Print each entry again exactly as written, and keep the pictures out.
──────── Data to use ────────
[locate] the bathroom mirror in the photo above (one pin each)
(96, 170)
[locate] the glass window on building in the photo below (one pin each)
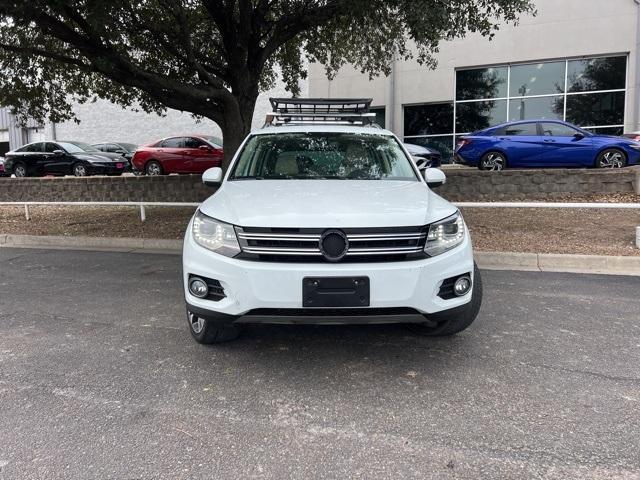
(430, 125)
(536, 107)
(474, 116)
(589, 93)
(428, 119)
(481, 83)
(380, 115)
(597, 74)
(537, 79)
(596, 109)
────────
* Written solution *
[locate] the bathroom mirror in the photo above (one pin each)
(96, 170)
[locate] the glass window on building in the photo below (one pin each)
(430, 125)
(536, 107)
(474, 116)
(589, 93)
(428, 119)
(481, 83)
(380, 115)
(597, 74)
(537, 79)
(596, 109)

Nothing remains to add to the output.